[Work order]: Starting at the first line and ending at the last, reproduce the records below exactly.

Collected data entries

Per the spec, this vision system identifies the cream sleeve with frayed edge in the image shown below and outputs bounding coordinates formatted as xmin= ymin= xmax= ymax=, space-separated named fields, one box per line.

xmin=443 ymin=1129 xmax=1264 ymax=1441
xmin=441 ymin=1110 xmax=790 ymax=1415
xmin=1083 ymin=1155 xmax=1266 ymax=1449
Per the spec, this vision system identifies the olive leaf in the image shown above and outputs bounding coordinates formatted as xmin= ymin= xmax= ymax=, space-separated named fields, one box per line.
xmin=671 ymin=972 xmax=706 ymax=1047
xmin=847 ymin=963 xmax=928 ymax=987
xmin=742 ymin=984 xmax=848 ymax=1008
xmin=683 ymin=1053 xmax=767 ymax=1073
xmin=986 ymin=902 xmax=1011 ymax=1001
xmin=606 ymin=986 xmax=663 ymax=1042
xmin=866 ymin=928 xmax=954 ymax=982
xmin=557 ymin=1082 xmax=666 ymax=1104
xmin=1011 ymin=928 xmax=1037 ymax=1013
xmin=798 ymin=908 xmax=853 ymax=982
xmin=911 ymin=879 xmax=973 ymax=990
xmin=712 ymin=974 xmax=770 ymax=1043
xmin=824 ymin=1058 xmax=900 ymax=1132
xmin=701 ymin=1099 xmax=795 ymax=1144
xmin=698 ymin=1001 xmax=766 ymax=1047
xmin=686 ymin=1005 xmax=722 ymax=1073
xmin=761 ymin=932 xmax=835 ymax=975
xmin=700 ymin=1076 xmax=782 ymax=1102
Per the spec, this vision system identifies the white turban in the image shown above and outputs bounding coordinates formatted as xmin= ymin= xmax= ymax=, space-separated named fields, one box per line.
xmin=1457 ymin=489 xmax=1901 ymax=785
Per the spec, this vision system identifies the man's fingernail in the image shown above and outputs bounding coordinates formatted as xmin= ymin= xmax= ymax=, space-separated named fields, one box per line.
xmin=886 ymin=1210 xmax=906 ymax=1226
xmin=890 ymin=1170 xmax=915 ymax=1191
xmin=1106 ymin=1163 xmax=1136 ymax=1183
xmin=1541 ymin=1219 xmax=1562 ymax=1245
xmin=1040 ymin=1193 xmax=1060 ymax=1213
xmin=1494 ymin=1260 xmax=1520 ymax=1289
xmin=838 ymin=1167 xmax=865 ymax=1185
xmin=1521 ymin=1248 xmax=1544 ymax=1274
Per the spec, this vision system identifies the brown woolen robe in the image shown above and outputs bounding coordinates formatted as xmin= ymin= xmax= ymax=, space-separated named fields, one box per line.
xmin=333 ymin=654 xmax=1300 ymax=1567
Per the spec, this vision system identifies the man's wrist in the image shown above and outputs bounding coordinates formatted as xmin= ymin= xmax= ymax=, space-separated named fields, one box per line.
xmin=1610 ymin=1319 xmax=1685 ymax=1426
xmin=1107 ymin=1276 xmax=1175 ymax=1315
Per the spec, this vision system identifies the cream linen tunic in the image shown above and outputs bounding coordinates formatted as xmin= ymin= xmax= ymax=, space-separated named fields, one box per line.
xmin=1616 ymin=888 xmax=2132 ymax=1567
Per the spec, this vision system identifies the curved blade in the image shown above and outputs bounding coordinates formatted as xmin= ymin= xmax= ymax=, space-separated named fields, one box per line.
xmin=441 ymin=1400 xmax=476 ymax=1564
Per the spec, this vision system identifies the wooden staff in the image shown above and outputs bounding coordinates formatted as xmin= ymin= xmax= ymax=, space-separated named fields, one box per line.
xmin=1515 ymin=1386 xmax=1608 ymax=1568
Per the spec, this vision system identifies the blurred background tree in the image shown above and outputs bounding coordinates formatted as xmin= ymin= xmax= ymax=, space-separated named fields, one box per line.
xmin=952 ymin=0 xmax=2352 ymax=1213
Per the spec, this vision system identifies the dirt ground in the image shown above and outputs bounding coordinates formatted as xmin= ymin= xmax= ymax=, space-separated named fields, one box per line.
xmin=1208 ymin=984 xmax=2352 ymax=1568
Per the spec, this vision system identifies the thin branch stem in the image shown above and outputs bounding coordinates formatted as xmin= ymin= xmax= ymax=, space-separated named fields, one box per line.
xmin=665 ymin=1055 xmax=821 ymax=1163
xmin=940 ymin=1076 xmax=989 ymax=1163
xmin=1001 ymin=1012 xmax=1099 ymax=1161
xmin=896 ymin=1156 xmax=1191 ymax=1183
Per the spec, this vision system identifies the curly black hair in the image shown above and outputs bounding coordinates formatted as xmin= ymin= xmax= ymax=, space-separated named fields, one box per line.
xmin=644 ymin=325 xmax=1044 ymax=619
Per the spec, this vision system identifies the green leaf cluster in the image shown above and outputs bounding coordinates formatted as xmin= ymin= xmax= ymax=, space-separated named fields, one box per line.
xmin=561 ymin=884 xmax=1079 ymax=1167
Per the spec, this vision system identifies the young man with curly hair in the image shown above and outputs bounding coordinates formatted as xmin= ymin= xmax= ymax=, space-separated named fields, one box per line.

[Exercise answer]:
Per the spec, this vision system identifies the cream sleeve with frayed edge in the image shown below and outputs bounding coordinates formatted as xmin= ymin= xmax= ymax=, space-separated named fields, one box per line.

xmin=443 ymin=1129 xmax=1264 ymax=1441
xmin=441 ymin=1110 xmax=790 ymax=1415
xmin=1083 ymin=1155 xmax=1266 ymax=1449
Per the spec, this vision system identifies the olive leaf in the image shown above and outputs bounding coordinates formatted as xmin= ymin= xmax= ymax=, space-separated named fields, one box per line.
xmin=671 ymin=972 xmax=706 ymax=1047
xmin=847 ymin=963 xmax=928 ymax=987
xmin=742 ymin=984 xmax=848 ymax=1008
xmin=683 ymin=1053 xmax=767 ymax=1073
xmin=986 ymin=902 xmax=1011 ymax=1001
xmin=606 ymin=986 xmax=663 ymax=1042
xmin=866 ymin=928 xmax=954 ymax=982
xmin=557 ymin=1082 xmax=666 ymax=1104
xmin=1011 ymin=928 xmax=1037 ymax=1013
xmin=798 ymin=908 xmax=853 ymax=982
xmin=911 ymin=879 xmax=973 ymax=990
xmin=712 ymin=974 xmax=770 ymax=1043
xmin=824 ymin=1058 xmax=900 ymax=1132
xmin=701 ymin=1099 xmax=795 ymax=1144
xmin=698 ymin=1001 xmax=766 ymax=1047
xmin=686 ymin=1005 xmax=722 ymax=1073
xmin=761 ymin=932 xmax=835 ymax=975
xmin=700 ymin=1076 xmax=782 ymax=1102
Per the spec, this vision system identifies the white turban in the image shown above and outputs bounding coordinates formatted as xmin= ymin= xmax= ymax=, space-separated named fields, one box per line.
xmin=1457 ymin=489 xmax=1901 ymax=785
Per the spec, this vision system identifies the man's fingernail in the image shown above and outputs bounding coordinates formatted as xmin= ymin= xmax= ymax=, space-separated named fields, one box per line.
xmin=886 ymin=1210 xmax=906 ymax=1226
xmin=890 ymin=1170 xmax=915 ymax=1191
xmin=1106 ymin=1163 xmax=1136 ymax=1183
xmin=1541 ymin=1219 xmax=1562 ymax=1245
xmin=1040 ymin=1193 xmax=1060 ymax=1213
xmin=1494 ymin=1260 xmax=1520 ymax=1289
xmin=838 ymin=1167 xmax=865 ymax=1185
xmin=1521 ymin=1248 xmax=1544 ymax=1274
Per the spec, this vision system identifies the brown woolen robe in the image shown above and outputs bounding coordinates formatted as xmin= ymin= xmax= ymax=, space-separated named fields, one box per line.
xmin=333 ymin=654 xmax=1300 ymax=1567
Per the spec, this vision system identifies the man's wrist in the image shown above and outputs bounding coordinates formatted as xmin= ymin= xmax= ymax=, space-separated named fields, one box per line.
xmin=1610 ymin=1319 xmax=1685 ymax=1426
xmin=1107 ymin=1276 xmax=1175 ymax=1315
Per the spec, this vision system identifies the cream linen tunic in the image shown above and outputs bounding coordinates formatted as xmin= ymin= xmax= ymax=, space-separated named fields, one box per line.
xmin=1616 ymin=888 xmax=2132 ymax=1567
Per the spec, this vision system identifies the curved blade in the image shown above and outputs bounding coordinates formatted as xmin= ymin= xmax= ymax=, space-separated named fields, one box per line.
xmin=441 ymin=1400 xmax=476 ymax=1564
Per the spec, this vision system identifies the wooden staff in the image shown above and outputs bounding coordinates formatted as xmin= ymin= xmax= ymax=, space-separated named fields, one box per line.
xmin=1515 ymin=1386 xmax=1608 ymax=1568
Per the spec, this vision system identifies the blurred background tree in the image shown above and outputs bounding coordinates formatted as xmin= ymin= xmax= ymax=, space-separated named fields, one box per line.
xmin=952 ymin=0 xmax=2352 ymax=1213
Per the spec, this vision system identifies the dirt ground in the image shown above and outputs bounding coordinates formatted as xmin= ymin= xmax= ymax=, space-separated named fields, one box per line.
xmin=1208 ymin=984 xmax=2352 ymax=1568
Per the spec, this vision system identifies the thin branch stem in the image shown above and outputs bounding coordinates formatted as xmin= ymin= xmax= ymax=, space-separated named fields, one box per line.
xmin=665 ymin=1055 xmax=821 ymax=1163
xmin=940 ymin=1076 xmax=989 ymax=1163
xmin=1001 ymin=1012 xmax=1099 ymax=1161
xmin=896 ymin=1156 xmax=1191 ymax=1183
Per the spec, this vision system identifies the curly black hair in the image shown above and outputs bounding coordinates formatted as xmin= ymin= xmax= ymax=, space-separated named fields, one box per line.
xmin=644 ymin=325 xmax=1044 ymax=619
Per the spec, this vision system identifies the green leaf cluster in the image shown above and outputs bounding coordinates formatted as xmin= ymin= xmax= ymax=, space-separated named fields, one box per line.
xmin=561 ymin=884 xmax=1079 ymax=1167
Per the spec, this vision system identifies the young man with curly hair in the image shown above and outputs bounding coordinates formatted as xmin= ymin= xmax= ymax=, space-separated named fields, one box per line.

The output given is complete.